The Evangelical Church’s Problem with Mental Health (A Missionary Kid’s Perspective)

I was raised in an ultra-conservative Evangelical family. Both of my parents worked for the missionary organization Cru (formally known as Campus Crusade for Christ), and when I wasn’t interacting with other missionary families, I was at church or my small, private Christian school.

My family and extended family also has a history of mental health issues, something that didn’t hit me until years later when I started dealing with my own declining mental health.

The stigma exists everywhere, but in the Evangelical church, it has a particularly foul stench. Why?

I’m going to attempt to answer that question by delving into six problematic characteristics of conservative Evangelicalism.

But, first, a few stories…

For the sake of privacy, I’ve altered them a bit.

She sat in the old Baptist church’s private cemetery with a small, silent crowd of mourners sitting in fold-out chairs. The pastor stood beside the coffin of her family member with his eyes turned down at the Bible in his hands.

What would he say? The manner of death — suicide — hung over the congregants, the family members. His children were present, his brother and sister, his ex-wives, his mother.

The pastor cleared his throat and began to tell stories. He told the story of when the deceased was younger and walked from his country home to church because he didn’t want to miss a sermon. He spoke of the kindness in his heart.

Then, he said: “Make no mistake. His soul belongs to God, and we will see him again.

A girl lies awake in bed with the covers pulled up to her neck, too terrified to move. She imagines the invisible beings — demons — creeping towards her in the dark, touching her heart, whispering things in her ears.

Why do they keep torturing her? Why can’t she make them stop?

Your faith is too weak, they whisper in her ears. That’s why we keep coming here.

It’s a test, she thinks. One day, if she keeps fighting, the terror will stop.

The little boy suffers from nightmares. He wakes up screaming at night and can’t be alone.

“Spiritual warfare,” his parents whisper about him to their friends. “Satan knows that our church’s mission is important, and he’s attacking us.”

She can’t leave the house; she can barely get out of bed when the depressive episodes hit. She doesn’t think she believes in God.

### Data for analysis

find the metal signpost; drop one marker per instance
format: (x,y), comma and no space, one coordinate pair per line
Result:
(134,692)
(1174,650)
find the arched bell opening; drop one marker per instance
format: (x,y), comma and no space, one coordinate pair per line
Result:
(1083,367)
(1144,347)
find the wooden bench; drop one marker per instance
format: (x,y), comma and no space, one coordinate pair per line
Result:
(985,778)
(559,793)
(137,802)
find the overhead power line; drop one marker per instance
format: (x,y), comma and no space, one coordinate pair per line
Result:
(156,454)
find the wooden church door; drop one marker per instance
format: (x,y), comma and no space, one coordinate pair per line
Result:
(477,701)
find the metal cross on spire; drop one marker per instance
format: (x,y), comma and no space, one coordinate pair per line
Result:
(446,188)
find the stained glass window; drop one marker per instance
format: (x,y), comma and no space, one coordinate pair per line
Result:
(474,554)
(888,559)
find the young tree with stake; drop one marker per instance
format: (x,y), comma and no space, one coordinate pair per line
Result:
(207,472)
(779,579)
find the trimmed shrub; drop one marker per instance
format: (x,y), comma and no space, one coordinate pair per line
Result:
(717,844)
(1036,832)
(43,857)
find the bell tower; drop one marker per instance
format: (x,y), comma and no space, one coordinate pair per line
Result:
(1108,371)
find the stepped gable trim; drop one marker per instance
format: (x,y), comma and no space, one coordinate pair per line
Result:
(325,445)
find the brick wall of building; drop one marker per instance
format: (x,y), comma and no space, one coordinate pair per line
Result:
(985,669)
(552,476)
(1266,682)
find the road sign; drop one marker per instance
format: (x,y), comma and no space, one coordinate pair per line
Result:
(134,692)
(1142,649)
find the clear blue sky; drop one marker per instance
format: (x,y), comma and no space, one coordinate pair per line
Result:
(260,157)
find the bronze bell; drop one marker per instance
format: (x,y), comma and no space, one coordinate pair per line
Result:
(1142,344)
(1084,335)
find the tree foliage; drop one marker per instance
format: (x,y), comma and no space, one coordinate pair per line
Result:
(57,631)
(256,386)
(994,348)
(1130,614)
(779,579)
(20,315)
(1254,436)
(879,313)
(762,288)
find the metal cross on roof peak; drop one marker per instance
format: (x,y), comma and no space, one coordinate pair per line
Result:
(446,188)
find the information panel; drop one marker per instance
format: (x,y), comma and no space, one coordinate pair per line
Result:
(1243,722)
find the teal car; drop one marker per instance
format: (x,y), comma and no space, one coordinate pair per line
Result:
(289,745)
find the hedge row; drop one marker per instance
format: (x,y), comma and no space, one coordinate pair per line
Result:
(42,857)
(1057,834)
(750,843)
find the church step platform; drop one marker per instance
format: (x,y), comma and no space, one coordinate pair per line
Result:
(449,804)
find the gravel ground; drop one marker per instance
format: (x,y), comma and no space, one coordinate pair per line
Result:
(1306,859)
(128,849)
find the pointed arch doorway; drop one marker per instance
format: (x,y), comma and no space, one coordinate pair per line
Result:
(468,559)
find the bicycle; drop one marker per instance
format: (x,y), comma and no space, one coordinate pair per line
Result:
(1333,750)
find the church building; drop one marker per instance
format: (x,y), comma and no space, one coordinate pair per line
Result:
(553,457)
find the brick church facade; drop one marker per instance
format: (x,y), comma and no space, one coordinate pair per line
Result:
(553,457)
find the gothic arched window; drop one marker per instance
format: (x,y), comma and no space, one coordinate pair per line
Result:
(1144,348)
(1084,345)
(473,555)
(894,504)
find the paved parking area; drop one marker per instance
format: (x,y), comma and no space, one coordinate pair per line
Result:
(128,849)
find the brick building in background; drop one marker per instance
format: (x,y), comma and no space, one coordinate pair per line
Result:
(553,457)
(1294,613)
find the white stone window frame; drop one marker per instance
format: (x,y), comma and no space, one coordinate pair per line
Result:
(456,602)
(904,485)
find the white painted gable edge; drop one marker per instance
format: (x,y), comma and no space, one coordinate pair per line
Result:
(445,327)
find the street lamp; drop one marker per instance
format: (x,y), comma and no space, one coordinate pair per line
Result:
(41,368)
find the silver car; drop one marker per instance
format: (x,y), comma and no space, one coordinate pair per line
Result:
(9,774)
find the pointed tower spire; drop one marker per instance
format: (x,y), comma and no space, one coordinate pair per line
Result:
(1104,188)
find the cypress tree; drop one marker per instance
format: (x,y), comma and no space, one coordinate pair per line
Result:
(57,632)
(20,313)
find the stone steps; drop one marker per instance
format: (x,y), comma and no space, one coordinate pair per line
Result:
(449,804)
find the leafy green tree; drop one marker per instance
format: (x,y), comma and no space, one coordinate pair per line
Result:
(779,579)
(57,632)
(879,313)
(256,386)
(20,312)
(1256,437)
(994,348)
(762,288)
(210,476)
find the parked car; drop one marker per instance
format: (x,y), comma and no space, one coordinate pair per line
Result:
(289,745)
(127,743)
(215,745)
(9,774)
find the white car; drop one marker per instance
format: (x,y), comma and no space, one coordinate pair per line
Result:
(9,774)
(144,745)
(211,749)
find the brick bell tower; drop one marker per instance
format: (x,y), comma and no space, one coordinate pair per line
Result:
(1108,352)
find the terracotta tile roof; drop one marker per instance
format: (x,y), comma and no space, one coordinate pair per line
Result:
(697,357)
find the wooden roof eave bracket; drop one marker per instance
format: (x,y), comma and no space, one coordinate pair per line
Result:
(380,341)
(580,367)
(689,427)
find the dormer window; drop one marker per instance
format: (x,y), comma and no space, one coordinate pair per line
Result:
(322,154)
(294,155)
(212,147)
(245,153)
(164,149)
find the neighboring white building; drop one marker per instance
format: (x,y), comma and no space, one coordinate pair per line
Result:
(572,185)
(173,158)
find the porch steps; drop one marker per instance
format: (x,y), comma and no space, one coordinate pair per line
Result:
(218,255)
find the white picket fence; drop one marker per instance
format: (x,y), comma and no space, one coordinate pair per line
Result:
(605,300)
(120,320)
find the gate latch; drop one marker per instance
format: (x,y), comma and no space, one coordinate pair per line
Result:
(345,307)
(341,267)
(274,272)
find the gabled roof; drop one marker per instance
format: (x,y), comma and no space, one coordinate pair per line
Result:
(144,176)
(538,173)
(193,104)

### Instructions
1 > Translate this sentence from the essay on the Evangelical church and mental health into Spanish: "The stigma exists everywhere, but in the Evangelical church, it has a particularly foul stench."
2 > Duplicate a passage of the essay on the Evangelical church and mental health word for word. Begin at the words "I’m going to" and stop after "in his heart.".
3 > Answer these questions using the essay on the Evangelical church and mental health:
(a) What missionary organization did both of the writer's parents work for?
(b) Where did the mourners sit during the funeral?
(c) What two words do the little boy's parents whisper to their friends about him?

### Solved problems
1 > El estigma existe en todas partes, pero en la iglesia evangélica tiene un hedor particularmente repugnante.

2 >
I’m going to attempt to answer that question by delving into six problematic characteristics of conservative Evangelicalism.

But, first, a few stories…

For the sake of privacy, I’ve altered them a bit.

She sat in the old Baptist church’s private cemetery with a small, silent crowd of mourners sitting in fold-out chairs. The pastor stood beside the coffin of her family member with his eyes turned down at the Bible in his hands.

What would he say? The manner of death — suicide — hung over the congregants, the family members. His children were present, his brother and sister, his ex-wives, his mother.

The pastor cleared his throat and began to tell stories. He told the story of when the deceased was younger and walked from his country home to church because he didn’t want to miss a sermon. He spoke of the kindness in his heart.

3 >
(a) Cru
(b) In the old Baptist church's private cemetery, in fold-out chairs
(c) "Spiritual warfare"